> **Source text**:
▼

Learn to build and understand language models from fundamental principles, covering modern architectures and practical applications.
Overview
This comprehensive Stanford CS336 course delves into modern language modeling from scratch. Students will learn the fundamental building blocks of large language models, including data preparation, tokenization, Transformer architectures, attention mechanisms, and various pre-training strategies like masked and causal language modeling. The curriculum also covers advanced topics such as fine-tuning, instruction tuning, Reinforcement Learning from Human Feedback (RLHF), model alignment, safety considerations, and robust evaluation techniques. Designed for advanced students with a strong background in machine learning, the course emphasizes both theoretical understanding and practical application, preparing participants to develop and critically analyze cutting-edge LLMs.

▲

> **Given information**:

▼

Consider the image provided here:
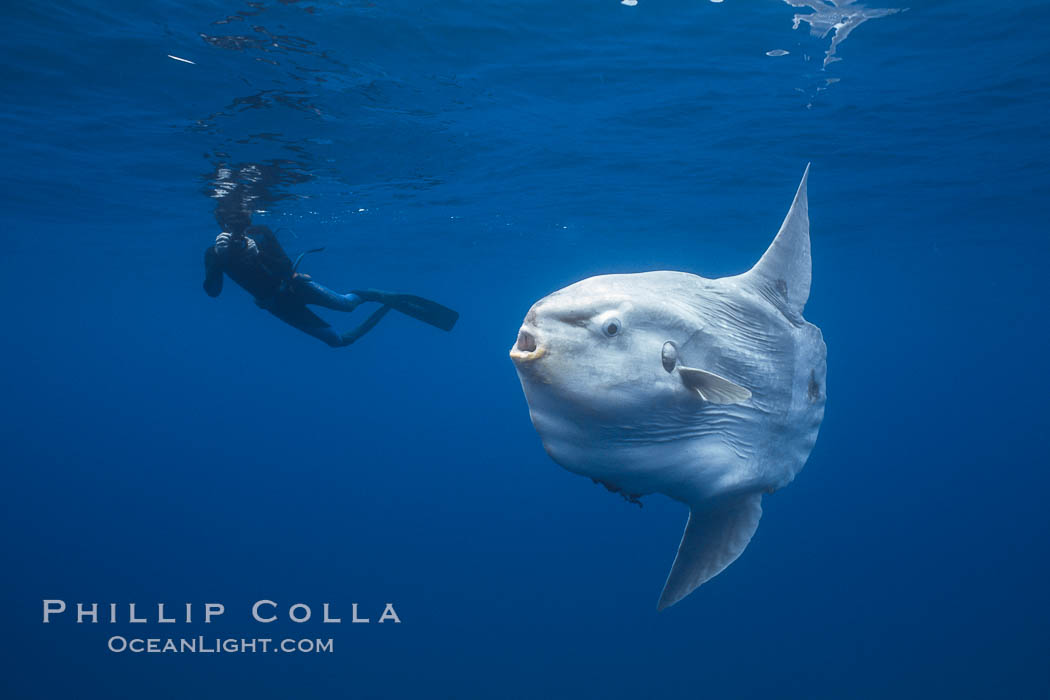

▲

Write what comes next in the Stanford CS336 course description, starting after its last sentence. The data above has no connection to the course description.

Instructor
Danqi Chen
Assistant Professor of Computer Science at Stanford University
Danqi Chen is an Assistant Professor of Computer Science at Stanford University, focusing on natural language processing and machine learning research.
Learning Outcomes
Build modern language models from fundamental principles.
Understand Transformer architectures and attention mechanisms.
Master pre-training techniques like masked and causal language modeling.
Apply fine-tuning, instruction tuning, and RLHF for model alignment.
Evaluate language models for performance, safety, and bias.
Critically analyze the scaling laws and future directions of LLMs.